What you have to do
Please put the lines of the records, starting with the line that contains "on table present." and going on through the line that contains "[642,692,803,758]", both included, into a numbered list with blank lines left out. List only those lines.

** START Dataset **

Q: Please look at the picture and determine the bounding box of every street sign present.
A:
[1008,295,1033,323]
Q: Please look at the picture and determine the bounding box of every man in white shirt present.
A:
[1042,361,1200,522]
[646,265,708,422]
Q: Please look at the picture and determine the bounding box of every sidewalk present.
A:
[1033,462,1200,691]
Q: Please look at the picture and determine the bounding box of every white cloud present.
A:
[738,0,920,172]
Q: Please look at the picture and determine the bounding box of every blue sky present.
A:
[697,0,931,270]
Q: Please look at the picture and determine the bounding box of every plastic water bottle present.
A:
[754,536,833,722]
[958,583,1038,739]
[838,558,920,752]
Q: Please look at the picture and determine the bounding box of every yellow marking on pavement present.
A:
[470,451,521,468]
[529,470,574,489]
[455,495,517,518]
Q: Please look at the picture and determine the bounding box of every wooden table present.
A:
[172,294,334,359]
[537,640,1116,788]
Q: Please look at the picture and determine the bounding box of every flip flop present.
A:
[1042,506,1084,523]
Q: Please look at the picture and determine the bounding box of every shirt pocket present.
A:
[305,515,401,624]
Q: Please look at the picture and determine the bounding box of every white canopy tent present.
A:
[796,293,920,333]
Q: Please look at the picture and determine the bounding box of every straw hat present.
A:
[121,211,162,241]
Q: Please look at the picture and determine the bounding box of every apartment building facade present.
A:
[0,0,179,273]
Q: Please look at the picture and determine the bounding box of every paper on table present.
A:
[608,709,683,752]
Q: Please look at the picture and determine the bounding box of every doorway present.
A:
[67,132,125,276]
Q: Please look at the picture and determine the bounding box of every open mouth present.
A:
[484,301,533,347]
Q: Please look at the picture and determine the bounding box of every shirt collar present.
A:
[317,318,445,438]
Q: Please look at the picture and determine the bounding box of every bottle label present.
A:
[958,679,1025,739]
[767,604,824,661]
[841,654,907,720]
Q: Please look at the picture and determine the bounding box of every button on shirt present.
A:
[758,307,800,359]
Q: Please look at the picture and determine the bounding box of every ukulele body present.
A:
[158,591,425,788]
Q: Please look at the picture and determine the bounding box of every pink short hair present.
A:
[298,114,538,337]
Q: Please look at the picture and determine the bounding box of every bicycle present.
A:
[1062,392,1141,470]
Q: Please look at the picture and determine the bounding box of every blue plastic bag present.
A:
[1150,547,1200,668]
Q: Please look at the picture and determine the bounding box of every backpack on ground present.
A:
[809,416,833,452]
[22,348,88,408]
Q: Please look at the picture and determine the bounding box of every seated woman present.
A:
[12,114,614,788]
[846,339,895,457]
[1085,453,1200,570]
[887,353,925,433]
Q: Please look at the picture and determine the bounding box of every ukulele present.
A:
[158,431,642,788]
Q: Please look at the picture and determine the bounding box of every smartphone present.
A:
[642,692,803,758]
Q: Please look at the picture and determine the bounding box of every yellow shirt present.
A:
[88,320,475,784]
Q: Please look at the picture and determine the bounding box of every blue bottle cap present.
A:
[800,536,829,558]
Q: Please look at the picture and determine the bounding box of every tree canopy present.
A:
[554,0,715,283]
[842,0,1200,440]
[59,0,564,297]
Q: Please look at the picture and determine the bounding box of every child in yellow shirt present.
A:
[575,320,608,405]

** END Dataset **
** START Dataset **

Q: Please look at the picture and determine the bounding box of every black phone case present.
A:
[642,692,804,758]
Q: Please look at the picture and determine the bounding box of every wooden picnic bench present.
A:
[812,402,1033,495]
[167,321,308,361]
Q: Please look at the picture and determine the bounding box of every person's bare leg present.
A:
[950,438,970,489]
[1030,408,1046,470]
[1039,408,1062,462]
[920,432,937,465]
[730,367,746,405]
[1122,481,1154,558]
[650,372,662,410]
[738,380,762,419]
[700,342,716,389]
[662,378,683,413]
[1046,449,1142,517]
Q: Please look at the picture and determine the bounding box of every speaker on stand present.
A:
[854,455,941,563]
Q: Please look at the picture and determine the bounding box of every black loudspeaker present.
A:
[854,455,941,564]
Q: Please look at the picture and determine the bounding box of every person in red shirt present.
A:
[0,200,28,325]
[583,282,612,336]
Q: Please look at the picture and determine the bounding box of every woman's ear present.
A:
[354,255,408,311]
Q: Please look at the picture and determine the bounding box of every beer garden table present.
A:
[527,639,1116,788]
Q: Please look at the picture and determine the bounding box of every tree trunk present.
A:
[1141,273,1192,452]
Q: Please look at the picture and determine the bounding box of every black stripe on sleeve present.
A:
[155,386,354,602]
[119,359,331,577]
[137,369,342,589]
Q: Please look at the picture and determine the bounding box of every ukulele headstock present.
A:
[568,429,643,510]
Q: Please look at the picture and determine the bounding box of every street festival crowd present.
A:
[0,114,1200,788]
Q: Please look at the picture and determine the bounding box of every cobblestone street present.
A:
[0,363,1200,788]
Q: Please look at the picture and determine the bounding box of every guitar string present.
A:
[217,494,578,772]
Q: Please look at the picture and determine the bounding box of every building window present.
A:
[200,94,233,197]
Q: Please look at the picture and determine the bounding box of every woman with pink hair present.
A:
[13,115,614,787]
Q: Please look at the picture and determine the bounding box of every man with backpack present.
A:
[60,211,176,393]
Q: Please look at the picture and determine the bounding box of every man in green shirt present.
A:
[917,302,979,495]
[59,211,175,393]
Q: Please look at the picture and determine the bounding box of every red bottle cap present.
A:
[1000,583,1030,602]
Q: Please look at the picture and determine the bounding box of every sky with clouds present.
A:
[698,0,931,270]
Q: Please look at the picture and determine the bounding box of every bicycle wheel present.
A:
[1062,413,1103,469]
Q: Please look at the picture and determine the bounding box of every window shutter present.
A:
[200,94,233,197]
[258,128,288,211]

** END Dataset **

In response
1. Q: Please look at the picture and determine the bounding box of every paper on table present.
2. A:
3. [608,709,683,752]
4. Q: Please look at the picture and determine the bounding box of every doorway present.
5. A:
6. [67,132,125,276]
7. Q: Please look at the picture and determine the bounding box of every open mouth present.
8. A:
9. [484,301,533,347]
10. Q: Please look at the picture and determine the bounding box of every shirt collar present.
11. A:
12. [317,318,445,438]
13. Q: Please look at the picture and determine the bounding box of every bottle label present.
14. A:
15. [958,679,1025,739]
16. [767,604,824,661]
17. [841,654,907,720]
18. Q: Please look at the picture and determine the bounding box of every button on shirt present.
19. A:
20. [758,307,800,359]
21. Q: Please look at the picture and determine the bounding box of every ukulele body present.
22. A:
23. [158,591,425,788]
24. Q: Please look at the picture and determine the bounding box of every pink short hair present.
25. A:
26. [298,114,538,337]
27. Q: Please look at the picture and determine the bounding box of every bicycle present.
28. A:
29. [1062,392,1141,470]
30. Q: Please look at the picture and determine the bounding box of every blue plastic bag present.
31. A:
32. [1150,547,1200,668]
33. Q: Please look at the picture and determine the bounding box of every backpack on ground present.
34. A:
35. [809,416,833,452]
36. [22,348,88,408]
37. Q: Please look at the picture and determine the bounding box of every seated woman present.
38. A:
39. [12,114,614,788]
40. [846,339,895,457]
41. [1085,453,1200,570]
42. [887,353,925,433]
43. Q: Please look at the picture and determine the bounding box of every ukulele present.
44. A:
45. [158,431,642,788]
46. Q: Please look at the picture and determine the bounding box of every smartphone present.
47. A:
48. [642,692,803,758]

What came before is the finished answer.